- [Provided passage]:
PARENTS: It’s 11:00 AM. Do You Know Where Your College-Student Kids Are?
Last Sunday our church served breakfast between the two morning services, and I happened to sit with a family of four I hadn’t met before. The older son had just graduated from high school. We talked about his plans to study biomedical engineering at a large state university starting next fall.
After a few minutes, he excused himself from the table, and I turned to his parents and said, “I used to be the vice president of a national campus ministry. If you don’t mind, I’d like to offer a word of advice to you.” They nodded, so I went on, “You know, the university in general has become rather hostile to Christianity.”
Yes, Universities Have Turned Hostile to Christianity
They were both very visibly surprised to hear that. But it ought to be common knowledge. Here’s a small sample from The Stream’s higher education archive:
These aren’t just isolated anecdotes. And these four examples don’t even touch on the sexual immorality that’s celebrated — not just tolerated — on college campuses. Higher education is a minefield. Christians are being spiritually dismembered there.
Teaching Falsehoods About the Faith
The old public service announcement on TV said, “It’s 11:00 pm. Do you know where your kids are?” Now it should ask, “It’s 11:00 am. Do you know where your college students are?” Very likely they’re in class being taught, “Jesus probably never really existed, or if he did, who knows, maybe he was on drugs?”
My daughter got exactly that “instruction” from a biology professor at Miami University last year. Biology. Not history, not New Testament. This prof should have stuck to her field; no actual historian would be caught dead saying that. Jesus’ existence isn’t in doubt among academics who know what they’re talking about, and the “drug” thing is nothing but evidence-free, biased — and therefore worthless — speculative nonsense. Still her words carried weight, since she was a professor, and professors know what they’re talking about, right?
Chances are that professor could get away with saying the same thing in the faculty lounge — provided no historian was there. This is the atmosphere on campus.
Parents’ Values Ripped Apart, at Parents’ Expense
A friend of mine put it perfectly over breakfast one morning. “If you wanted to create a way to take young people out of their homes, rip all their parents’ Christian values out of them, undermine and eventually destroy all their spiritual upbringing, and get the parents happily to pay for it, you couldn’t design a better answer than the University of Michigan.”
He picked Michigan because it was nearby. He could have named any other public university in the country, and even many nominally Catholic and Christian ones.
Being Wise With Your Kids’ College Experience
So what’s a parent to do?

- [What to do]:
• 1. Reproduce the portion of the article on Christian students at college starting at "Chances are that" and ending at "and Christian ones.".
• 2. In two sentences, what does the article on Christian students at college say?
• 3. Does each statement agree with the article on Christian students at college? (a) The son planned to study biomedical engineering at a large state university. (b) The parents were not surprised by the writer's remark about universities. (c) The professor who spoke about Jesus taught history. Answer yes or no for each, quoting the deciding words.

- [Dataset content]:

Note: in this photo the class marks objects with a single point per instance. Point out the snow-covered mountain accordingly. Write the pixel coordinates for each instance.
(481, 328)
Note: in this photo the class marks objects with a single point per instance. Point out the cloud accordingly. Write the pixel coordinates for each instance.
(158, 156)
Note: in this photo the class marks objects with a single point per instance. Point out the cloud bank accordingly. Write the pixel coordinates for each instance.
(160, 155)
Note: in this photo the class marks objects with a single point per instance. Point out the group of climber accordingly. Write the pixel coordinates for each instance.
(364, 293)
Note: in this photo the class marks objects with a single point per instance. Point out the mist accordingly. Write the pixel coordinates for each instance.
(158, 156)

- [Expected results]:
• 1.
Chances are that professor could get away with saying the same thing in the faculty lounge — provided no historian was there. This is the atmosphere on campus.
Parents’ Values Ripped Apart, at Parents’ Expense
A friend of mine put it perfectly over breakfast one morning. “If you wanted to create a way to take young people out of their homes, rip all their parents’ Christian values out of them, undermine and eventually destroy all their spiritual upbringing, and get the parents happily to pay for it, you couldn’t design a better answer than the University of Michigan.”
He picked Michigan because it was nearby. He could have named any other public university in the country, and even many nominally Catholic and Christian ones.

• 2. At a church breakfast, the writer, a former vice president of a national campus ministry, warned the parents of a son heading to a large state university that universities have become hostile to Christianity. The writer cites a Miami University biology professor who told the writer's daughter that Jesus probably never existed or may have been on drugs, along with a friend's claim that the University of Michigan, like many other universities, strips students of their parents' Christian values while the parents pay for it.

• 3.
(a) Yes: "his plans to study biomedical engineering at a large state university starting next fall."
(b) No: "They were both very visibly surprised to hear that."
(c) No: "Biology. Not history, not New Testament."